**TAREFA:**
Desloque as coordenadas das caixas da listagem somando 148 a cada número. Reescreva todas as linhas da listagem, incluindo os pedidos.

**DADOS DO EXERCÍCIO:**
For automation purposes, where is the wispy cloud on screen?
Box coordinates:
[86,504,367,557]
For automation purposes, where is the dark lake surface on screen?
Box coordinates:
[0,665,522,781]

**RESULTADO DA TAREFA:**
For automation purposes, where is the wispy cloud on screen?
Box coordinates:
[234,652,515,705]
For automation purposes, where is the dark lake surface on screen?
Box coordinates:
[148,813,670,929]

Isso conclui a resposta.